*SELECTED PASSAGE*.
>>>>>
She has reared a couple of times on us when spooking (however the rears are minimal and she never stays up or goes up high). It’s just her reaction when she’s scared sometimes (for instance a dead squirrel falling off the top of the arena...which I don’t particularly blame her for...falling dead squirrels? What?!? ). With a minor correction she calms right down and moves on. She doesn’t have a lot of fight, it’s just a fear based reaction. Most of the time she just spooks in place.
This girl is going to be a really nice one. She’s got nice, short cannon bones and her legs are clean, so she might be a good jumper for someone. She’s still pretty fresh off her last race (we’re only 6 weeks off her last race at Golden Gate), and for her being so race fit, she’s doing an AMAZING job. We really like her.
Pippa's doing really well. It's been just over 1 month since we got her at Franklin Canyon and almost 4 months since she joined Neigh Savers. She's looking for a home and someone to love her! She's got one interested party currently, but if you were even considering it, come look at her. She's truely a beauty with a heart of gold.
Pippa has continued to progress and be awesome in the arena. Her fracture is fully healed and she should have no issues going on to any type of career (dressage, jumping, barrel racing, English or Western Pleasure). She is however dubious on the trail. She doesn't particularly like it and is pretty spooky on the trail (where as she's fine when working in an arena space).
We didn't realize Pippa had any fight in her until we tried taking her on the trail this week. She put up a fight like you wouldn't believe. It wasn't pretty, and it shocked us. It was much worse than any shinnanigans the brilliant Luke would pull. She really doesn't like it. She was perfectly content to go down and work in the arena however. Strange girl!
In the arena she's really starting to give to the bit. I'll try and have more photos/videos of her in the arena next week.
Pippa really understands that turn out time as her "whooooohooooo yipppppeeeeeeeeeeeeee!" time. You don't need to chase her at all and she just runs. She loves it. She was a winner on the track and obviously still enjoys her speed. She's very easy to catch when you decide she's done.
We love her confirmation and agility for many equine sports. She's put on some weight (and also eats a ton of food) and is looking much more filled out. She's a bit "quarter horsey" in her confirmation with a sizeable bottom!
She continues to be an absolute sweetie on the ground and has good ground manners. She loves being pet, scratched, groomed, kissed, cuddled, loved and anything else that brings humans in front of her. She really bonds with people.
Leila's time with us continues to go fairly smoothly. She's been a great girl this week. We've had good response from ground manner work (other than 1 explosion of overexcitement) and she's very responsive to body language for stopping and backing. She does it willingly. She respects space and understands that she needs to go with you, rather than on top of you.
Under saddle she continues to get better. She still doesn't understand giving to the bit, and it will probably be several more weeks until we get some more consistant response from her on that. She's very calm and behaves well under saddle thus far.
I did a lot of turn outs with her this week and she's fantastic. While we leave her halter on for the time being (as the first time she was very hard to catch), she has been easy to catch since then. She's a little head shy from her previous life (which we're working on) so any quick movements to put a halter on her in a big arena could equal her peeling out.
<<<<<
*Records from a data source*.
>>>>>
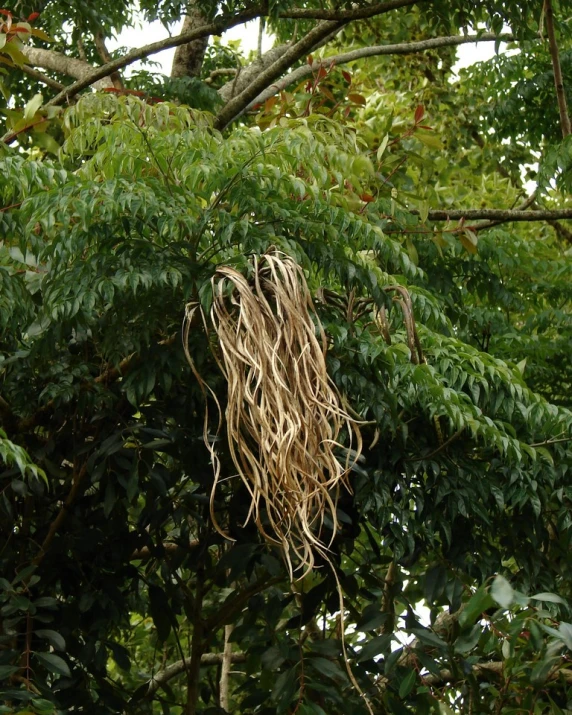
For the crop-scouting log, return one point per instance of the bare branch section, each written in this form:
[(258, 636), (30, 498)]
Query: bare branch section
[(499, 215), (245, 76), (106, 57), (41, 77), (558, 79), (181, 666), (217, 27), (483, 671), (188, 59), (56, 62), (358, 13), (404, 48), (237, 105)]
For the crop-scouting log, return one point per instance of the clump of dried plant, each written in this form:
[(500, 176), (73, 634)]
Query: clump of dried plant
[(284, 415)]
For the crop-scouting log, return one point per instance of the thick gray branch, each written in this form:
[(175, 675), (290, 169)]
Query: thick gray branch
[(236, 106), (499, 215), (404, 48), (247, 75), (41, 77), (70, 66), (358, 13), (171, 671), (188, 60), (217, 27)]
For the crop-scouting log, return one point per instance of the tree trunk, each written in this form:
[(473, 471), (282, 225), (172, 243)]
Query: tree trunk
[(188, 60)]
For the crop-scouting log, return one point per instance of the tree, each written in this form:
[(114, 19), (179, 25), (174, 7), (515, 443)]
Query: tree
[(173, 251)]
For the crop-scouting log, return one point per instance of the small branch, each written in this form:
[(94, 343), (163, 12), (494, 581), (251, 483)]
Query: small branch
[(181, 666), (62, 514), (236, 106), (388, 605), (106, 57), (71, 66), (558, 80), (358, 13), (551, 441), (225, 669), (561, 231), (499, 215), (529, 201), (484, 670), (41, 77), (403, 48), (220, 72), (217, 27), (170, 548), (197, 647)]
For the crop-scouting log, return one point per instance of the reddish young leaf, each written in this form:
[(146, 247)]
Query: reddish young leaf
[(326, 92), (357, 99)]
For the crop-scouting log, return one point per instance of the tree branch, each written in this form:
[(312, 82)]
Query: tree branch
[(189, 57), (484, 670), (404, 48), (106, 57), (246, 75), (41, 77), (217, 27), (499, 215), (171, 671), (56, 62), (236, 106), (558, 80), (225, 669), (359, 13)]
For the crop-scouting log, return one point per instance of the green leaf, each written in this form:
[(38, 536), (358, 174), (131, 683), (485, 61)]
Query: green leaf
[(284, 690), (428, 637), (548, 598), (565, 631), (32, 106), (160, 611), (329, 668), (502, 592), (54, 663), (7, 670), (406, 685), (374, 647), (53, 637)]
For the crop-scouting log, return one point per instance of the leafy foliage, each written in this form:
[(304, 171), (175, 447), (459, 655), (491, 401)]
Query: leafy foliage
[(450, 342)]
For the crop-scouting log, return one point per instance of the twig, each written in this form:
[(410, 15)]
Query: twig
[(558, 80), (499, 215), (235, 106), (225, 669), (41, 77), (216, 27), (357, 13), (403, 48), (180, 666)]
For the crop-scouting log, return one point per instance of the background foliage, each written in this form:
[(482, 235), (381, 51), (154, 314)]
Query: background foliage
[(450, 340)]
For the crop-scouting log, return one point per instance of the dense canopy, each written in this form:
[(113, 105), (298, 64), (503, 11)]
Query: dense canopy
[(332, 279)]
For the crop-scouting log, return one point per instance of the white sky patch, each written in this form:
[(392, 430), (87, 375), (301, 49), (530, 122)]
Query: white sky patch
[(144, 33)]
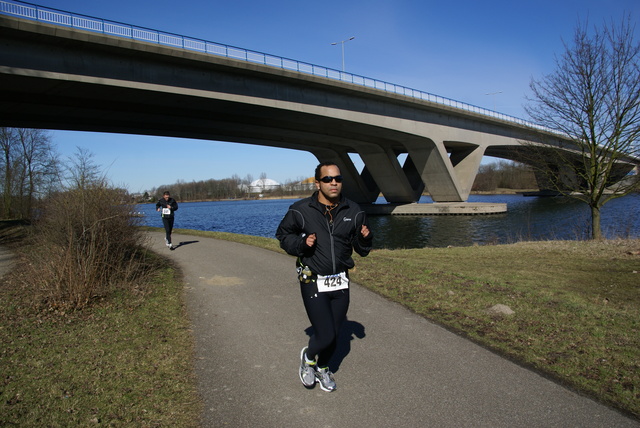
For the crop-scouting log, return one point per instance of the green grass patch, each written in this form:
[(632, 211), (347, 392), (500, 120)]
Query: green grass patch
[(126, 361), (576, 304)]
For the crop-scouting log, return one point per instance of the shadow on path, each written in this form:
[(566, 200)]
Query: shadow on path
[(349, 331)]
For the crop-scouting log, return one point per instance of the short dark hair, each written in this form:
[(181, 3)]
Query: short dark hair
[(321, 164)]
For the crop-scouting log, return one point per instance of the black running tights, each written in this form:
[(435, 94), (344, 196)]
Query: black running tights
[(326, 311), (167, 222)]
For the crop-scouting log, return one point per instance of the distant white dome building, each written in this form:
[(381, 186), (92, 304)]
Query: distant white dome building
[(262, 185)]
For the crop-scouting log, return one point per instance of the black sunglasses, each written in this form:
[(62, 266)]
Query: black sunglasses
[(328, 179)]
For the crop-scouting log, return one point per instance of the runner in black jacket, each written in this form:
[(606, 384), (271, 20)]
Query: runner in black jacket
[(166, 206), (322, 231)]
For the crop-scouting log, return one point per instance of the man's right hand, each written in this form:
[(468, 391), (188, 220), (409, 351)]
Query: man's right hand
[(311, 240)]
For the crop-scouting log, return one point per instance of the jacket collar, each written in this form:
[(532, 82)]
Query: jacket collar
[(343, 202)]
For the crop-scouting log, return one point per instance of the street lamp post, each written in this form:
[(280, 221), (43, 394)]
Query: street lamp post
[(342, 43)]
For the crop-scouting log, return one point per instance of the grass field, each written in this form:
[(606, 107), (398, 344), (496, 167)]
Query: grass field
[(127, 361)]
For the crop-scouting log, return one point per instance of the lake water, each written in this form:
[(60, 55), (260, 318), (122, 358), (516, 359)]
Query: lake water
[(527, 218)]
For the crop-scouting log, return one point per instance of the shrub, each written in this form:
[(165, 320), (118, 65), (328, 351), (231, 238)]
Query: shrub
[(87, 244)]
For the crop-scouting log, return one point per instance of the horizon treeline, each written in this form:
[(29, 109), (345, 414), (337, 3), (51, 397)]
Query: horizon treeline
[(496, 175)]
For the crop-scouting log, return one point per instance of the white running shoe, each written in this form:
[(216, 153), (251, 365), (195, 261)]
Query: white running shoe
[(307, 370)]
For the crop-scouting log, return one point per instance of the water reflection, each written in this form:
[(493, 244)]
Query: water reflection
[(527, 218)]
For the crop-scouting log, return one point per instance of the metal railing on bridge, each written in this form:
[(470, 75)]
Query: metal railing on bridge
[(83, 22)]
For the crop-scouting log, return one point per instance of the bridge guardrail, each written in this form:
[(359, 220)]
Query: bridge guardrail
[(83, 22)]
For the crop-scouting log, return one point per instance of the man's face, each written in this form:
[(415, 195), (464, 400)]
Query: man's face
[(331, 190)]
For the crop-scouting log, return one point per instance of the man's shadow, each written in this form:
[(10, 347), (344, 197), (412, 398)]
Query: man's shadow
[(181, 243), (348, 332)]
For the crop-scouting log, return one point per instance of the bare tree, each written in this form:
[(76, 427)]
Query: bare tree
[(592, 100), (29, 169), (82, 171)]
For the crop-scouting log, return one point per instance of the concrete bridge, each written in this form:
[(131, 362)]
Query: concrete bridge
[(62, 77)]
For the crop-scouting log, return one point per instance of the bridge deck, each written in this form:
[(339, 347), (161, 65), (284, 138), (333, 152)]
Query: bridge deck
[(436, 208)]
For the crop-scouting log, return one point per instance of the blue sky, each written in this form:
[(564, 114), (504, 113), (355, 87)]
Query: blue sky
[(462, 50)]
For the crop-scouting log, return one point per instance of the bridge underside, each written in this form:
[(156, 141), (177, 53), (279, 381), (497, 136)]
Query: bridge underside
[(57, 78)]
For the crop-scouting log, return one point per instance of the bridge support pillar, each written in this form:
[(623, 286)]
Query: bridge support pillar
[(383, 166), (447, 178)]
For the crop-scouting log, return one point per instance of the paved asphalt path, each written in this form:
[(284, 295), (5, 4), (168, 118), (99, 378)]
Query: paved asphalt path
[(394, 369)]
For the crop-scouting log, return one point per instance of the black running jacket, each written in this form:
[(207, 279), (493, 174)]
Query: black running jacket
[(335, 242)]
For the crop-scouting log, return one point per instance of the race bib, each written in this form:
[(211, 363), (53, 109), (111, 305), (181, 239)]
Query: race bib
[(338, 281)]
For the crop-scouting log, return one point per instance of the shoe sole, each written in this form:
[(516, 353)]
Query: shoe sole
[(322, 387), (300, 371)]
<<<<<
*WHAT YOU NEED TO DO*.
1. In the horse updates, list everything Pippa is said to love having people do to her on the ground.
2. Carry the horse updates forward from their final sentence.

*ANSWER SET*.
1. Being pet, scratched, groomed, kissed, cuddled, and loved.

2.
In her turn outs she's actually very well behaved for a horse that raced 1 month ago (or any horse for that matter). She doesn't get overly excited and you actually have to push her to get her to do much. She has nice movement and it's lovely to watch her. There's a video below, but it's kinda shakey due to me having to kinda chase and push her a little bit to do more than stand in one place.
Yesterday in her turn out she was lovely. She was really paying attention to me and staying down on one half of the turnout doing a large circle around me like in a round pen at a trot. The moment I shifted my weight and direction she'd speed up or slow down appropriatly. When I stopped my movement and stepped back she immediatly turned inwards to me and stopped. Either someone did this with her before when she was a baby, or she's just very in tune with humans. Awesome.
Leila is a bit on the light side and we are feeding her as much as she can eat. She's not really much of an eater, so it may take some creativity to get some weight on her! Dont' fear, we'll do it!
She continues to be a big sweetheart and she continues to progress. She's still very green and new at 3 weeks off the track and we're looking forward to working with her more!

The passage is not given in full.